■ **GIVEN EXERCISE**: Please gather every line below that contains the word "notebook", and copy each of those lines in full.

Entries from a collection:
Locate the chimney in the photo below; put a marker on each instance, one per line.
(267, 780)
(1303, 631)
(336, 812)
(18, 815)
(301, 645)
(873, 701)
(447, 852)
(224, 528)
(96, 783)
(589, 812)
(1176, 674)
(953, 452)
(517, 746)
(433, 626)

---

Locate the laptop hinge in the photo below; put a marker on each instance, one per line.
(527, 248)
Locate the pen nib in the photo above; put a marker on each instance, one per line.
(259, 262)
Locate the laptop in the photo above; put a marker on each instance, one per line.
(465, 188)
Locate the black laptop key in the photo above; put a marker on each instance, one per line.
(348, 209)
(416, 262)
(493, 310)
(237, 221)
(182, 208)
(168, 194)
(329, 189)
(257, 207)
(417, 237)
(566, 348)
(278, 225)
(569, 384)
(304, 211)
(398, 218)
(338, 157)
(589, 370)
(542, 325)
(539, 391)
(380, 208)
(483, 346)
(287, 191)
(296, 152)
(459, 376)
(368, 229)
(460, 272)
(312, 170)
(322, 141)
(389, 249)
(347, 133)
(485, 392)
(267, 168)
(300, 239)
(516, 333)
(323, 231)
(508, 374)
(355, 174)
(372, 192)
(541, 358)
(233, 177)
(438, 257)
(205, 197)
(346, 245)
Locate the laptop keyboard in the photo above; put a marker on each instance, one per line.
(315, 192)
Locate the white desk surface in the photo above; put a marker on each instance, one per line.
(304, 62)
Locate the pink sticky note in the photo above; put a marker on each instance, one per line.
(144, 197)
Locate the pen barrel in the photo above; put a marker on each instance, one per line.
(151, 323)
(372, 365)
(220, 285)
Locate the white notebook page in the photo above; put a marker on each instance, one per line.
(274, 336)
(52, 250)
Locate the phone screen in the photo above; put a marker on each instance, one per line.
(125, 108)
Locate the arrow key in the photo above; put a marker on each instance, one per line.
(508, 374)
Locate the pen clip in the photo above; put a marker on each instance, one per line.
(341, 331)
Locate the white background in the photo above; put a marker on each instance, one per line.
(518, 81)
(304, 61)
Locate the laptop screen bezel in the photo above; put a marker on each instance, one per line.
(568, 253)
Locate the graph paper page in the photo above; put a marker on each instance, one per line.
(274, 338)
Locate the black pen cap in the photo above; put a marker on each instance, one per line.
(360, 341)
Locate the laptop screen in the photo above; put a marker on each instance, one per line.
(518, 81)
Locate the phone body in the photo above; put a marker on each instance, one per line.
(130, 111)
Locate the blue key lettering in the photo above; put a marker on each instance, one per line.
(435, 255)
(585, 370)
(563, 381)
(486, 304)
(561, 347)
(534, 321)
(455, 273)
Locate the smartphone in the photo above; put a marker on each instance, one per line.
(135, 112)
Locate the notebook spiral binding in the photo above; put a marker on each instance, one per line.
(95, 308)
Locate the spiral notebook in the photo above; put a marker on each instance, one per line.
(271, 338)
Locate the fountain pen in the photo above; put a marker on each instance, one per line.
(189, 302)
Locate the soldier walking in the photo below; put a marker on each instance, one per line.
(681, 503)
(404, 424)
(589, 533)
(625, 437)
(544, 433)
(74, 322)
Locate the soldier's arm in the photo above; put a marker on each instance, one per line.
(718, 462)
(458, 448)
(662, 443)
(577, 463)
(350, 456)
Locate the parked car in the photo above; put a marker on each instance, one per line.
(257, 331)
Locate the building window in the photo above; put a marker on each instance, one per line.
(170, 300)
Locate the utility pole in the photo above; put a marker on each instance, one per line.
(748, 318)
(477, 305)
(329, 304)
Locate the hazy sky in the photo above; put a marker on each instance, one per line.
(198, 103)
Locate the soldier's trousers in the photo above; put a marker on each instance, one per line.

■ **FULL RESPONSE**:
Locate the white notebook page in the photo above; put a marker on each instance, one per line.
Locate the notebook spiral binding in the photo above; put a marker on each instance, one per line.
Locate the spiral notebook in the photo above; put a marker on each instance, one per line.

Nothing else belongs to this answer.